## TASK STATEMENT
Repeat the items below with "rough mask" substituted by "coarse mask", leaving everything else unchanged.

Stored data
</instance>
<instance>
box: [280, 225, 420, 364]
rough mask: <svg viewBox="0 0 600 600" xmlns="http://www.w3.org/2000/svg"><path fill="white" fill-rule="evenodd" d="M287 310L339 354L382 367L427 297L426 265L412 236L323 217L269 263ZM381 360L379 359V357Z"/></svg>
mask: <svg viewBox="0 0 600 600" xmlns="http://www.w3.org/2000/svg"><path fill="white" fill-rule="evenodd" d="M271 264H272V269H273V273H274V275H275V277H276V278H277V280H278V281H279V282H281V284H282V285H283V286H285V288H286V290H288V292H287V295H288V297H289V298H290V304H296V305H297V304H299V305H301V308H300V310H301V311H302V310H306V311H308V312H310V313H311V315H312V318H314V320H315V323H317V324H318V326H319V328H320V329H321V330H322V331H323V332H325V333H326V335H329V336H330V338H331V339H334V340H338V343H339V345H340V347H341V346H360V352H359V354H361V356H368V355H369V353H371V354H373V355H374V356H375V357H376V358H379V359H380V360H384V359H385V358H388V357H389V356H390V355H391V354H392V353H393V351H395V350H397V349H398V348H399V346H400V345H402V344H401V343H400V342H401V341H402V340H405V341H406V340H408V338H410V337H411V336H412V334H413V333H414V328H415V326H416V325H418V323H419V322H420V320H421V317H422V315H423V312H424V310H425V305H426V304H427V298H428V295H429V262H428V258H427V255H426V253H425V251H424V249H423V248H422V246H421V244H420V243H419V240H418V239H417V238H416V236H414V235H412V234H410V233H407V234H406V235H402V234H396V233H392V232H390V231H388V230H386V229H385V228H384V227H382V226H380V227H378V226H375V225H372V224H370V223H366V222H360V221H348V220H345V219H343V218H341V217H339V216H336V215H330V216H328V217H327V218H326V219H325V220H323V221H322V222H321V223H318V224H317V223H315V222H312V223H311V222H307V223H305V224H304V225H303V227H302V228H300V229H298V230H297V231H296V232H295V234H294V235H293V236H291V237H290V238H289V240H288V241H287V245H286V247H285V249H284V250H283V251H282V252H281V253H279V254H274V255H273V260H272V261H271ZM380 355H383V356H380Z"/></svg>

## ANSWER SECTION
</instance>
<instance>
box: [280, 225, 420, 364]
coarse mask: <svg viewBox="0 0 600 600" xmlns="http://www.w3.org/2000/svg"><path fill="white" fill-rule="evenodd" d="M287 310L339 354L382 367L427 297L426 265L412 236L323 217L269 263ZM381 360L379 359V357Z"/></svg>
mask: <svg viewBox="0 0 600 600" xmlns="http://www.w3.org/2000/svg"><path fill="white" fill-rule="evenodd" d="M271 264H272V269H273V273H274V275H275V277H276V278H277V280H278V281H279V282H281V284H282V285H283V286H285V288H286V290H288V292H287V295H288V297H289V298H290V304H296V305H297V304H299V305H301V308H300V310H301V311H302V310H306V311H308V312H310V313H311V315H312V318H314V320H315V323H317V324H318V326H319V328H320V329H321V330H322V331H323V332H325V333H326V335H329V336H330V338H331V339H334V340H338V343H339V345H340V347H341V346H360V352H359V354H361V356H368V355H369V353H371V354H373V355H374V356H375V357H376V358H379V359H380V360H384V359H385V358H388V357H389V356H390V355H391V354H392V353H393V351H395V350H397V349H398V348H399V346H400V345H402V344H401V343H400V342H401V341H402V340H405V341H406V340H408V338H410V337H411V336H412V334H413V333H414V328H415V326H416V325H418V323H419V322H420V320H421V317H422V315H423V312H424V310H425V305H426V304H427V298H428V295H429V262H428V258H427V255H426V253H425V251H424V249H423V248H422V246H421V244H420V243H419V240H418V239H417V238H416V236H414V235H412V234H410V233H407V234H406V235H402V234H396V233H392V232H390V231H388V230H386V229H385V228H384V227H382V226H380V227H378V226H375V225H372V224H370V223H366V222H360V221H348V220H345V219H343V218H341V217H339V216H336V215H330V216H328V217H327V218H326V219H325V220H323V221H322V222H321V223H318V224H317V223H315V222H312V223H311V222H307V223H305V224H304V225H303V227H302V228H300V229H298V230H297V231H296V232H295V234H294V235H293V236H291V237H290V238H289V240H288V241H287V245H286V247H285V249H284V250H283V251H282V252H281V253H279V254H274V255H273V260H272V261H271ZM380 355H383V356H380Z"/></svg>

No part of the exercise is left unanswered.